AdvertisementAdvertisement

Refleksi Usai Jalani Madrasah Ramadhan Selama 30 Hari

Content Partner

SETELAH kita menjalani ibadah puasa sebulan penuh, ada baiknya kita melakukan evaluasi, instropeksi, dan muhasabah, apakah ibadah yang kita jalani tersebut telah mengantarkan kita kepada sasaran atau target yang dituju?

Sangat disayangkan jika puasa kita sebulan penuh hanya menghasilkan lapar dan haus saja, sebagaimana yang disinyalir Rasulullah Shallallahu ‘alaihi wasallam dalam sebuah haditsnya:

“Betapa banyak orang berpuasa yang tidak mendapatkan apa-apa dari puasanya kecuali lapar saja” (HR. Ahmad)

Hampir semua khatib dan penceramah di bulan Ramadhan selalu mengulang-ulang ayat ini, dan bahkan kita semua telah menghafalnya. Allah SWT berfirman:

“Hai orang-orang yang beriman, diwajibkan atas kamu berpuasa sebagaimana diwajibkan atas orang-orang sebelum kamu agar kamu bertakwa” (Al Baqarah: 183)

Bahwa target puasa dan semua rangkaian ibadah yang menyertainya, baik yang wajib maupun yang sunnah, baik yang dikerjakan di siang hari maupun di malam hari adalah “la’allakum tattaqun”, mudah-mudahan menjadi orang yang bertaqwa.

Kita berlapar lapar di siang hari dan begadang di malam hari, tujuannya cuma satu, TAQWA. Disiplin yang ketat selama sebulan penuh ternyata tujuannya hanya satu, lahirnya insan yang bertaqwa.

Lalu, apa istimewanya orang yang bertaqwa? Di hadapan Allah semua manusia itu memiliki kedudukan yang sama. Allah tidak menilai manusia karena kekayaan yang dikuasai, jabatan yang dipegang, popularitas dan ketenaran, serta strata sosialnya.

Allah hanya menilai manusia dari satu sisi saja, yaitu nilai ketaqwaaannya. Allah berfirman:

“Sesungguhnya orang yang paling mulia di antara kamu di sisi Allah ialah orang yang paling takwa diantara kamu”. (QS. Al Hujurat: 13)

Kita bersyukur jika diberi posisi yang baik, berupa jabatan, pangkat, dan kedudukan yang tinggi di mata manusia. Dengan jabatan itu kita bisa menebarkan kasih sayang, menegakkan keadilan, dan mewujudkan kemakmuran dan kesejahteraan.

Dengan kedudukan yang tinggi kita bisa mempengaruhi banyak orang agar berbuat baik, beramar ma’ruf dan nahi munkar. Dengan kedudukan dan posisi yang baik di masyarakat kita bisa mengajak sebanyak-banyaknya manusia untuk tunduk dan patuh terhadap syari’at Islam.

- [TUGAS YANG DIKERJAKAN]:
A – Ringkas tulisan refleksi Ramadhan dalam dua kalimat.
B – Sebutkan semua hal yang menurut tulisan refleksi Ramadhan tidak dijadikan dasar oleh Allah dalam menilai manusia.
C – Teruskan tulisan refleksi Ramadhan mulai setelah kalimat terakhir yang ditampilkan.

- [DATA HASIL EKSTRAKSI]:
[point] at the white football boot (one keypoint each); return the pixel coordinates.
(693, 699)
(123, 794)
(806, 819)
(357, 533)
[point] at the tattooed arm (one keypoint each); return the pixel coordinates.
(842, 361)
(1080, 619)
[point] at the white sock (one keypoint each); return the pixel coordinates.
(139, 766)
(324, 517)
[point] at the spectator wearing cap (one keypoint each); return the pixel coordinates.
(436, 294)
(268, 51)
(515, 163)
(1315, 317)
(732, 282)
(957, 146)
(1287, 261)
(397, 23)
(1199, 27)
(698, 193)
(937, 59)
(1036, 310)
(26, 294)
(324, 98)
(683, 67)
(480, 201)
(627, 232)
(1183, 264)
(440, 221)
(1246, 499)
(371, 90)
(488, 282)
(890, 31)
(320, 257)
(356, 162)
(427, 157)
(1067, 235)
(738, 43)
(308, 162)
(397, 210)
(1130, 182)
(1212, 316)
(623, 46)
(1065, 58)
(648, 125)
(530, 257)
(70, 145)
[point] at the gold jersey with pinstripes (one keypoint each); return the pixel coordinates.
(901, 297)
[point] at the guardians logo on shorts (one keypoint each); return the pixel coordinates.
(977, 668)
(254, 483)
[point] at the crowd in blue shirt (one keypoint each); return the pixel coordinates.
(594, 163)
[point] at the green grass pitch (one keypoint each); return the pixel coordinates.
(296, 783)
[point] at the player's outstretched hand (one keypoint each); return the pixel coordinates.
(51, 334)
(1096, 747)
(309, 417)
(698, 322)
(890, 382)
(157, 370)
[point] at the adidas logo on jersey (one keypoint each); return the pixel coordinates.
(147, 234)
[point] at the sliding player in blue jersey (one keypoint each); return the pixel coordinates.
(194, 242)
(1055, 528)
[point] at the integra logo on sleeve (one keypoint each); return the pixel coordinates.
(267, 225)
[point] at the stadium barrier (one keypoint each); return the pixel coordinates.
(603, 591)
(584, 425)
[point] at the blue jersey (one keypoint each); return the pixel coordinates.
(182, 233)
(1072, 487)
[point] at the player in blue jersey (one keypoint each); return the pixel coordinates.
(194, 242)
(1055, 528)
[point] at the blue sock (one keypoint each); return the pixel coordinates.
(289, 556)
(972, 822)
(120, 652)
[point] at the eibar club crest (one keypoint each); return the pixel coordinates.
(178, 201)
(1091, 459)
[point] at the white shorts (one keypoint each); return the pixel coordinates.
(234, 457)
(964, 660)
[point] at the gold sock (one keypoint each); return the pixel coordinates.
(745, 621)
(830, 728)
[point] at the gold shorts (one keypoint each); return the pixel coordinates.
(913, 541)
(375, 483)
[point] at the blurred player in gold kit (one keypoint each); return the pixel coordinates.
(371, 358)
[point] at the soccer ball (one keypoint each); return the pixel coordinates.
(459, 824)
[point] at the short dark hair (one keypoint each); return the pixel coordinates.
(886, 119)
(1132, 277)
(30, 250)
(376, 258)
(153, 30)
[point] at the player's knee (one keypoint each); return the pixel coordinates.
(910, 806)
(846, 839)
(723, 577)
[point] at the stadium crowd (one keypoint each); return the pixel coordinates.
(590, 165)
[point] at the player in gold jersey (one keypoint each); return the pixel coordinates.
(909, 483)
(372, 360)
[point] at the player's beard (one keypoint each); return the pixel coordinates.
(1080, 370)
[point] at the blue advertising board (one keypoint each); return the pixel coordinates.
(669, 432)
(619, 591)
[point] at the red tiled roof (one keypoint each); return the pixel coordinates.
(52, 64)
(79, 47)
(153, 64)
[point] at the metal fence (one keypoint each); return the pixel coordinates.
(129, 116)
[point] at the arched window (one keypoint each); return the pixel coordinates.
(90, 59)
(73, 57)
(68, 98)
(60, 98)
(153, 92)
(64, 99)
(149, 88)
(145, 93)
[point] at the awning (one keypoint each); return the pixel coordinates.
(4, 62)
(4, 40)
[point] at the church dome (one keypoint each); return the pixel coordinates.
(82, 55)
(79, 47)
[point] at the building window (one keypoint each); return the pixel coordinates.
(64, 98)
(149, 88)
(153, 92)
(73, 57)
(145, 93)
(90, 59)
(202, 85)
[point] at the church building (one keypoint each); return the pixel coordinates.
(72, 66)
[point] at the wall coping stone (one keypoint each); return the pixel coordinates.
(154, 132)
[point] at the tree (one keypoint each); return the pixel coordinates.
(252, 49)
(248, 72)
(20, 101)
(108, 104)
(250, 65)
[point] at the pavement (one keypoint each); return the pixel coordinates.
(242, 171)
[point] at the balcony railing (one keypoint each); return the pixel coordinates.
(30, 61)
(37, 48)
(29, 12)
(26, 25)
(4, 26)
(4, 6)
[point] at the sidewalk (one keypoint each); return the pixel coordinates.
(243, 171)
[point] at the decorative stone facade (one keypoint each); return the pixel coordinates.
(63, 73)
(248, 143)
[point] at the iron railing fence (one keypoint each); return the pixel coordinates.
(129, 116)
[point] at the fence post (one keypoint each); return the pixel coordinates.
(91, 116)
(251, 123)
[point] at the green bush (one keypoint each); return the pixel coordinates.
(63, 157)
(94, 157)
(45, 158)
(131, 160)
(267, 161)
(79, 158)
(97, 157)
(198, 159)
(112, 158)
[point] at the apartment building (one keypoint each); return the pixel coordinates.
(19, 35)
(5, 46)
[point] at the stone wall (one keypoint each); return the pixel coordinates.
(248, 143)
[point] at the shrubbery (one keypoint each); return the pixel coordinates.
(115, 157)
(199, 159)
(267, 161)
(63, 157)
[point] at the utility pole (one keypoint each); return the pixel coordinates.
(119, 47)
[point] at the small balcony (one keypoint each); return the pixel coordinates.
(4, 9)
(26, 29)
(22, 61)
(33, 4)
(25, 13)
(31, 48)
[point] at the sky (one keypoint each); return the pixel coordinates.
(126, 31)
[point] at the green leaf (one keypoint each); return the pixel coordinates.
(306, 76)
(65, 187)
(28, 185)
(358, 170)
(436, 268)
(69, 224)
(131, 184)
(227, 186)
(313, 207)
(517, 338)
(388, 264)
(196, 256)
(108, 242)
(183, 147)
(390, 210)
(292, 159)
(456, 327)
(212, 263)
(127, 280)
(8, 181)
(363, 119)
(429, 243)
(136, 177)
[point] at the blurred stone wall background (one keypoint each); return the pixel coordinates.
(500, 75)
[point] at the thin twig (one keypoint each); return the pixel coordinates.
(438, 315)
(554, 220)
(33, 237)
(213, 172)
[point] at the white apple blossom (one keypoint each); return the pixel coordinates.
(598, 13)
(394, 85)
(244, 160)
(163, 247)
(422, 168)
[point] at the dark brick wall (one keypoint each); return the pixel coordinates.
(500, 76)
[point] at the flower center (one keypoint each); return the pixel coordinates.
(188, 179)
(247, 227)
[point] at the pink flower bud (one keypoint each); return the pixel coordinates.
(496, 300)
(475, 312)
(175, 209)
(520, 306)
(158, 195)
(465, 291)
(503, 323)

- [JAWABAN BERURUTAN]:
A – Setelah sebulan berpuasa, kita perlu mengevaluasi apakah ibadah itu telah mencapai targetnya, yaitu menjadi orang bertakwa sebagaimana disebut dalam Al Baqarah: 183, dan bukan hanya menghasilkan lapar dan haus. Allah menilai manusia hanya dari ketakwaannya, sedangkan kedudukan yang tinggi patut disyukuri karena dapat dipakai untuk menebar kasih sayang, menegakkan keadilan, dan mengajak orang tunduk pada syari'at Islam.

B –
- kekayaan yang dikuasai
- jabatan yang dipegang
- popularitas dan ketenaran
- strata sosial

C –
Namun, apalah artinya jabatan yang tinggi kalau diperoleh dengan cara yang curang, bohong, menipu, dan manipulasi. Di sisi Allah, jabatan itu tidak menambah nilai, tapi justru mengurangi. Jabatan itu tidak menguntungkan, tapi malah merugikan. Jabatan seperti itu tidak menyelamatkan, tapi akan menghancurkan. Allah tidak tidur. Allah Maha Melihat, Allah Maha Mendengar. Allah Maha Menyegerakan hisab.

Sebagai bahan untuk mengoreksi diri kita sendiri, apakah kita termasuk golongan orang yang bertaqwa atau belum, maka ayat berikut ini patut untuk dikaji, direnungkan, dan dijadikan bahan evaluasi. Allah berfirman:

“Dan bersegeralah kamu kepada ampunan dari Tuhanmu dan kepada surga yang luasnya seluas langit dan bumi yang disediakan untuk orang-orang yang bertakwa”. (QS. Ali Imran: 133-134)

Ciri pertama, orang yang bertaqwa itu gemar berinfaq. Dalam Al-Qur’an terdapat 24 ayat yang menggabungkan dua perintah sekaligus, yaitu perintah shalat dan membayar zakat. Wa aqimush-shalata wa aatuz-zakah, tegakkan shalat dan tunaikan zakat.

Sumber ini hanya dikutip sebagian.